──────── Text excerpt
VIENNA (Reuters) - Iran is still short of the maximum amount of enriched uranium it is allowed to have under its deal with major powers but it is on course to reach that limit at the weekend, the latest data from U.N. nuclear inspectors shows, diplomats say.
This makes it unlikely Iran will follow through on its threat to violate one of the nuclear deal’s central restrictions on Thursday, which could have unravelled the pact altogether.
It also sets up a meeting with other signatories on Friday aimed at saving the accord, which is straining under U.S. pressure.
“They haven’t reached the limit... It’s more likely to be at the weekend if they do it,” one diplomat said on condition of anonymity.
The 2015 deal, which lifted international sanctions against Iran in exchange for restrictions on its nuclear activities, is aimed at extending the time Iran would need to produce a nuclear bomb, if it chose to, to a year from roughly 2-3 months.
On Wednesday, the U.N. nuclear watchdog verified that Iran had roughly 200 kg of low-enriched uranium, below the deal’s 202.8 kg limit, three diplomats who follow the agency’s work said.
Two of the diplomats said Iran was producing at a rate of around 1 kg a day, meaning it could go over the line soon after the meeting of senior officials from Iran, France, Germany, Britain, Russia and China in Vienna on Friday.
Washington pulled out of the nuclear accord last year and has imposed punishing economic sanctions against Tehran.
────────────────
▶ _Assignment 1_: Condense the paragraph of the report on Iran's uranium stockpile that begins "Two of the diplomats said" into a shorter version that keeps its main facts.
▶ _Assignment 2_: Write the next part of the report on Iran's uranium stockpile, picking up after its final sentence.
The data that comes next was taken from a separate source.
──────── Given entries
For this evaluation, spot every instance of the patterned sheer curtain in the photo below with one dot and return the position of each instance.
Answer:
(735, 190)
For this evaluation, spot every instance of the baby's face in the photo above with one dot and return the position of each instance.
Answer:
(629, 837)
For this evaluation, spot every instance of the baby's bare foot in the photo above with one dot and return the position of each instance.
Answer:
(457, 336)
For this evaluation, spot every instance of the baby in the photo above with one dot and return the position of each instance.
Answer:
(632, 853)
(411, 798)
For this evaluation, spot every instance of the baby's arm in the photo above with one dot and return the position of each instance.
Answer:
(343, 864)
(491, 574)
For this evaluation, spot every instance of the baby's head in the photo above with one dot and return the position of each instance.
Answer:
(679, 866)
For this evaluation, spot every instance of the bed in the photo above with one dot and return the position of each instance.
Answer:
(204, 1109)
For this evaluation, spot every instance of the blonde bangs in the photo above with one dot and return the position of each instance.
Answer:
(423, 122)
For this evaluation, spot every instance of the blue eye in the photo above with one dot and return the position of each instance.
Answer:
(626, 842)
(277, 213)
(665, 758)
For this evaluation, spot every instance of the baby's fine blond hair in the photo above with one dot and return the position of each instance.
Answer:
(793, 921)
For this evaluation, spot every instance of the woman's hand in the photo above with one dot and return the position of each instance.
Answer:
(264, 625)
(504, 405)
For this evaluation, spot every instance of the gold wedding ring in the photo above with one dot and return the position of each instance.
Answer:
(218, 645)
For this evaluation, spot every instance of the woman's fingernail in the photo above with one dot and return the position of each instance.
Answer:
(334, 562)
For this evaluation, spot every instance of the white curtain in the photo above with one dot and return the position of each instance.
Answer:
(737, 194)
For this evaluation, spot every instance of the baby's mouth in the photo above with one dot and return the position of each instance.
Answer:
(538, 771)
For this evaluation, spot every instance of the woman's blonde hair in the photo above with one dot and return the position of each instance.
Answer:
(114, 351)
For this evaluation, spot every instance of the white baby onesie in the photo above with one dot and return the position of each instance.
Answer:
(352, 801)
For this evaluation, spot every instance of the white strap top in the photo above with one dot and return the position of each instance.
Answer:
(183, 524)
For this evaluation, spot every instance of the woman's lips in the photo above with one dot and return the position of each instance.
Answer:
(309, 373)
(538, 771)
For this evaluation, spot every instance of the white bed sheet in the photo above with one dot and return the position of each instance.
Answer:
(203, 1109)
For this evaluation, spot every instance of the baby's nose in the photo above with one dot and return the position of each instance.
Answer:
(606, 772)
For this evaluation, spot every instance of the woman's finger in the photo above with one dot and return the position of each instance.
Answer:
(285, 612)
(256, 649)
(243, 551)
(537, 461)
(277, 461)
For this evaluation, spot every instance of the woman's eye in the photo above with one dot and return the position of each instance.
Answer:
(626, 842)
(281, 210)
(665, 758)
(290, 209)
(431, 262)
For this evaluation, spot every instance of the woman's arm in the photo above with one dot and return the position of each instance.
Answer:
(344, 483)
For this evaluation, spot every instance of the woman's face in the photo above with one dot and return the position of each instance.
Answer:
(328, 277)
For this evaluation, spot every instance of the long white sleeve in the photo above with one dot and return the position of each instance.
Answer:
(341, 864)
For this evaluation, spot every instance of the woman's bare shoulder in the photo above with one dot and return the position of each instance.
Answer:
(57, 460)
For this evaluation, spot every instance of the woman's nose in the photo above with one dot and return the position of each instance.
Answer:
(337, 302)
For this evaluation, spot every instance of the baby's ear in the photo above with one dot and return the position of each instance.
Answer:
────────────────
▶ _Task output 1_: According to two diplomats, Iran is producing about 1 kg a day, so it could pass the limit shortly after Friday's Vienna meeting of senior officials from Iran, France, Germany, Britain, Russia and China.

▶ _Task output 2_:
Iran has threatened to respond by setting aside some of the deal’s restrictions, which could cause the deal to collapse, though it has called on European powers to do more to shield it from U.S. sanctions - a move the White House has called “nuclear blackmail”.
The European powers are scrambling to protect trade with Iran but what they can achieve pales in comparison to U.S. sanctions aimed at slashing Iran’s vital oil exports to zero.
Diplomats have also stressed the European signatories are weary of Iranian demands that they sustain a pact that Washington has withdrawn from and said if Tehran followed suit they would have little choice but to acquiesce in the reimposition of U.N. sanctions.
The International Atomic Energy Agency, which is policing the deal’s nuclear restrictions, does not generally comment on details of its inspections. It was not immediately available for comment on Thursday.
“We’ve made it clear to the Iranians that we have zero tolerance on the nuclear issue,” a senior European official said. “They are close to the threshold, but we will wait for the IAEA to report back to us in the coming days.”